==== Excerpted passage ====

Surgical sterilization is a safe, highly effective, permanent, and convenient form of contraception. Numerous methods for achieving permanent sterilization have been described, and subsequently modified to improve success rates, simplify surgical technique and reduce postoperative pain and length of hospital stay. Laparoscopic techniques are preferred for most patients, as they are effective, and are usually performed on an outpatient basis, and result in rapid patient recovery. In 1995, almost 30 percent of contraceptive users in the United States used tubal sterilization .
Tubal sterilization is an elective and essentially permanent procedure. There are virtually no absolute contraindications, although a patient's gynecologic disease may require sterilization by hysterectomy and bilateral oophorectomy.
- Known extensive intra-abdominal adhesions increase the potential for intraoperative morbidity during laparoscopy. With the development of transcervical (or hysteroscopic) sterilization, laparotomy is now rarely necessary for sterilization. Alternatively, other forms of contraceptive can be offered. (See "Hysteroscopic sterilization" and "Overview of contraception".)
- Pregnancy may pose a significant risk to women with some medical disorders; thus forming a basis for elective sterilization. However, consultation with a maternal-fetal medicine specialist is advisable to determine the current magnitude of risk to mother and offspring, since occasionally women have been told that pregnancy is contraindicated when, in fact, it is not.
- Women with mental disabilities or their families/caregivers may request sterilization. Physicians caring for these women must be aware of the federal, state, and local regulations pertaining to their ability to give informed consent. Court approval of the procedure may be required and input from a hospital ethics committee can be useful.

====

### What is required
Summarize the passage on surgical sterilization in two sentences.

==== Data shown ====

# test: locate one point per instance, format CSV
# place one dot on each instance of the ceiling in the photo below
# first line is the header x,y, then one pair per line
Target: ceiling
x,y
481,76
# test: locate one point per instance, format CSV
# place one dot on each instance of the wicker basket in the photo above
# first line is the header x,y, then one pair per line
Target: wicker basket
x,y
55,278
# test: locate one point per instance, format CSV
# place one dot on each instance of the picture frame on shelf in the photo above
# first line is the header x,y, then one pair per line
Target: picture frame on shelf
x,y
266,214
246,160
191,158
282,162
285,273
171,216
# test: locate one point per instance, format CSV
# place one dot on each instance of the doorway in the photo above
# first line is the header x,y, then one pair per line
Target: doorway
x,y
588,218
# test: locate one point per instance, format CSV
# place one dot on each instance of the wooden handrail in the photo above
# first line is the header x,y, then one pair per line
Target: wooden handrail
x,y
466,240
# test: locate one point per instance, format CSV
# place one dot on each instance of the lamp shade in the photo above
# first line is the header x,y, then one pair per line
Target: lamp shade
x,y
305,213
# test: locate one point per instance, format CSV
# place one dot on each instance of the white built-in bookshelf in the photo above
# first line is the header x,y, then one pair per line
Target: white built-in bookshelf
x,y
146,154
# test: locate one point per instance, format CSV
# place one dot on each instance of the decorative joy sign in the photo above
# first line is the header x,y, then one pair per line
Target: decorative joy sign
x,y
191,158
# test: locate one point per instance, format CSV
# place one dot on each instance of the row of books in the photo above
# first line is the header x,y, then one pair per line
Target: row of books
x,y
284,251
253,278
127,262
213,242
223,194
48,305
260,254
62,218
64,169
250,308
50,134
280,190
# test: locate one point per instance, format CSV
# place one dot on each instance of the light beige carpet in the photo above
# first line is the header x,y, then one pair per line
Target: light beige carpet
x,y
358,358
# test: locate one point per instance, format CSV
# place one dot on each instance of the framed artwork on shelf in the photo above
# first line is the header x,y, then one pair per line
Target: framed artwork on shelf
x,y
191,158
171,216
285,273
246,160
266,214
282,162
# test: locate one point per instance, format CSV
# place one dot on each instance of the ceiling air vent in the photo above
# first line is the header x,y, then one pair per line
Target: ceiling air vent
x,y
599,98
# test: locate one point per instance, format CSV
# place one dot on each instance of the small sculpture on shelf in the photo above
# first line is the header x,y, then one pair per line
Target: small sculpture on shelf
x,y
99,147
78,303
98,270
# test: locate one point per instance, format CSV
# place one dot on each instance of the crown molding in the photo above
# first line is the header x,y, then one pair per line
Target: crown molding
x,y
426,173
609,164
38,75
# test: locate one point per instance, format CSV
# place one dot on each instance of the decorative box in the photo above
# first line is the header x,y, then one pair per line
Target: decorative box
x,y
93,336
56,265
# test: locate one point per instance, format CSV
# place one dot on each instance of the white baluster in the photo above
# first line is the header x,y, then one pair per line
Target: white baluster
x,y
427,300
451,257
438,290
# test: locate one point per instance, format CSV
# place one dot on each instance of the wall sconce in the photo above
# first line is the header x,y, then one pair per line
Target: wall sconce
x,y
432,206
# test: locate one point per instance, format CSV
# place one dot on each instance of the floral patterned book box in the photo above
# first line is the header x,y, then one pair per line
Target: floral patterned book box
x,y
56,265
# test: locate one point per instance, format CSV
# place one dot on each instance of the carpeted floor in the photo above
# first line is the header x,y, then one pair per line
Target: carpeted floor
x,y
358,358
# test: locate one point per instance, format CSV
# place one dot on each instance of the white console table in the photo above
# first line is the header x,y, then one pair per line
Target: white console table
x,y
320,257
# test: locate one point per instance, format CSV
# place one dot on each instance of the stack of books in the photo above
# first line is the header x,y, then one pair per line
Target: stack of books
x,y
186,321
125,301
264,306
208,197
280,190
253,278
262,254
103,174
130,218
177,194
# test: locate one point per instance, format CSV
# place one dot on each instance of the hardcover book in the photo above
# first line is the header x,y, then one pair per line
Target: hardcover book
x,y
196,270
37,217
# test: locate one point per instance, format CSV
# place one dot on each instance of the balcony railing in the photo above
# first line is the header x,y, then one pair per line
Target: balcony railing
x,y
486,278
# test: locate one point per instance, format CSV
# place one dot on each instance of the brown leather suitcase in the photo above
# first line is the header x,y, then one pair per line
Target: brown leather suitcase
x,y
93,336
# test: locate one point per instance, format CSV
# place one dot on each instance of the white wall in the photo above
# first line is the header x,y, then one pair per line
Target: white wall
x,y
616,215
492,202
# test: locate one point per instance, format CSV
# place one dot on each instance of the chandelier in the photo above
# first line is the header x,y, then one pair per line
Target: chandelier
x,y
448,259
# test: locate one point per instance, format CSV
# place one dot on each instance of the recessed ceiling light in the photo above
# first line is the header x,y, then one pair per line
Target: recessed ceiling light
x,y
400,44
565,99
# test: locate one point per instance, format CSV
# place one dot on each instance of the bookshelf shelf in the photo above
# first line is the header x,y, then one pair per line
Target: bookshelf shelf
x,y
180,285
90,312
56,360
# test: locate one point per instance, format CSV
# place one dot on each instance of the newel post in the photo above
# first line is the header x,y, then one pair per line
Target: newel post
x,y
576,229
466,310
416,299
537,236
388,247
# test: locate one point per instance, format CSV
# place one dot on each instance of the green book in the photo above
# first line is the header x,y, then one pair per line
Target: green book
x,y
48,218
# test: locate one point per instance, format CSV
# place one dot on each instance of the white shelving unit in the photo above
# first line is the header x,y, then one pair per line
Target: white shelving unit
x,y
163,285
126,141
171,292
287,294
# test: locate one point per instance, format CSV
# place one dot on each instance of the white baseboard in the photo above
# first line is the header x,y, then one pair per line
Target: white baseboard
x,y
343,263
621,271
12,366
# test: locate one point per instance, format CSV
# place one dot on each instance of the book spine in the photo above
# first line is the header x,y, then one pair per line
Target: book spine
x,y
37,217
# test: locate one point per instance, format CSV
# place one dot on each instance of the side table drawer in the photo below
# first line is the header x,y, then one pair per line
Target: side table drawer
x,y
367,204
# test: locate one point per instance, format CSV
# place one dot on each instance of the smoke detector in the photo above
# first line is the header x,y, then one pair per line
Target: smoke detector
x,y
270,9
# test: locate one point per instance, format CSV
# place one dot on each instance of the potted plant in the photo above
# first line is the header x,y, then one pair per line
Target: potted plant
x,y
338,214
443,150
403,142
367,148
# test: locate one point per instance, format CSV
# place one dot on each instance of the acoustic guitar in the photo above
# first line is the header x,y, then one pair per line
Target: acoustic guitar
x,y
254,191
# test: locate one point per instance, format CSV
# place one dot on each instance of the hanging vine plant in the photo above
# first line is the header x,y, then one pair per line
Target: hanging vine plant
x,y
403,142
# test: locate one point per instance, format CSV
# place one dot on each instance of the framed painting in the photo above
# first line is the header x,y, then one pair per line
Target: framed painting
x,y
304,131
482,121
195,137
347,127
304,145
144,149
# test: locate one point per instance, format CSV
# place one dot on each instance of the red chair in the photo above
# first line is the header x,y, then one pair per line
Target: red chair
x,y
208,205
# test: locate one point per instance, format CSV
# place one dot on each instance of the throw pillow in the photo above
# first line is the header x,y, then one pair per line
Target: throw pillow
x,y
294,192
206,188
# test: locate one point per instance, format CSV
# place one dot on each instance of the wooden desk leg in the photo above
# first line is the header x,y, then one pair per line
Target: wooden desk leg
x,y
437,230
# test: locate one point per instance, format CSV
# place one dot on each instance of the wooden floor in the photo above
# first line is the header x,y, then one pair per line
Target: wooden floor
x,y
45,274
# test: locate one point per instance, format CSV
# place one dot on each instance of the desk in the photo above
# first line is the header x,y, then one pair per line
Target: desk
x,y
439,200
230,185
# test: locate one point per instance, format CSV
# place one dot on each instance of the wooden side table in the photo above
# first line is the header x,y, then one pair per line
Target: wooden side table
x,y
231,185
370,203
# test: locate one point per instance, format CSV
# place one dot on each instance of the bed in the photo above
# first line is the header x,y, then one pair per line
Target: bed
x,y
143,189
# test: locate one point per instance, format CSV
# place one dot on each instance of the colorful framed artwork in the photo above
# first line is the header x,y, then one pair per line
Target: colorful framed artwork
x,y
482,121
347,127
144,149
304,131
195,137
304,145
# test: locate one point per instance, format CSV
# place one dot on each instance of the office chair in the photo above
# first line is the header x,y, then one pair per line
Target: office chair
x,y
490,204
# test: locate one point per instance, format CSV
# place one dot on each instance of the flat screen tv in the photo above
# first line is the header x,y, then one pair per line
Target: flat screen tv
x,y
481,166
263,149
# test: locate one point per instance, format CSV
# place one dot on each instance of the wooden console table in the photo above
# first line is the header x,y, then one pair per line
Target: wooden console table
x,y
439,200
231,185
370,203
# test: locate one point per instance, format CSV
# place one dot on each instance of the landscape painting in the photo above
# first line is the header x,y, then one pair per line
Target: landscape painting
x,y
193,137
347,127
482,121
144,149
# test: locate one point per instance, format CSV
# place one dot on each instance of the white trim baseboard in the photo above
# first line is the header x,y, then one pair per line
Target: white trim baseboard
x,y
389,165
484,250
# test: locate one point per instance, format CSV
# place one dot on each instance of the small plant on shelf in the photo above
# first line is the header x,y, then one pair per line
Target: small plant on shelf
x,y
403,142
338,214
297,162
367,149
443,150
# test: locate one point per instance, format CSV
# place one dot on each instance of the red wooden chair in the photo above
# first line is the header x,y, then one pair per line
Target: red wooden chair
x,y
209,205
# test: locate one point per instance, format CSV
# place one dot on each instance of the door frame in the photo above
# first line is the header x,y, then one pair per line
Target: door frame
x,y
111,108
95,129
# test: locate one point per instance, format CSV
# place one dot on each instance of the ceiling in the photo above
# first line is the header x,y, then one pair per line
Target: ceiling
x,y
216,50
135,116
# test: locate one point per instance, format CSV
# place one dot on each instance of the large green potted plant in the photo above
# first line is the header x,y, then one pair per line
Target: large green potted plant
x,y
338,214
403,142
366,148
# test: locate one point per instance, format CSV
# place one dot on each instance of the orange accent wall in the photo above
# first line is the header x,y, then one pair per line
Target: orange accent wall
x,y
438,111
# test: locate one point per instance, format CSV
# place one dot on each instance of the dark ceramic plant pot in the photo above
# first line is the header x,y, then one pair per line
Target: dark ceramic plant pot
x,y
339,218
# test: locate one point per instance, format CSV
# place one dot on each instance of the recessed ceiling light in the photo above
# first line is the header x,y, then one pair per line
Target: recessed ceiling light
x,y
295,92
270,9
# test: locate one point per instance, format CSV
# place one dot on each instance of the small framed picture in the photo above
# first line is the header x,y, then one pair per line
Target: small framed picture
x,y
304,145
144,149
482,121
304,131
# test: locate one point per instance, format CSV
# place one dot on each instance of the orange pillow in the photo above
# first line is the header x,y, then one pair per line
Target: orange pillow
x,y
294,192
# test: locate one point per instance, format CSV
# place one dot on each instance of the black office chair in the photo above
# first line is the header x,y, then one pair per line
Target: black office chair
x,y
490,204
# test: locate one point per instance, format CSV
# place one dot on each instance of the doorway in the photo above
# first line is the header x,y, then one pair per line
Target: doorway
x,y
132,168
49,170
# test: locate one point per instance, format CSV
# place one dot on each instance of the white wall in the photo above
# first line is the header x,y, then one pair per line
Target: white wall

====

### Task response
Surgical sterilization is a safe, highly effective, permanent, and convenient form of contraception, and laparoscopic techniques are preferred for most patients because they are effective, usually done on an outpatient basis, and allow rapid recovery. Tubal sterilization has virtually no absolute contraindications, but certain situations call for particular care: extensive intra-abdominal adhesions raise the risk during laparoscopy, medical disorders that make pregnancy risky warrant consultation with a maternal-fetal medicine specialist, and mental disabilities require attention to regulations on informed consent.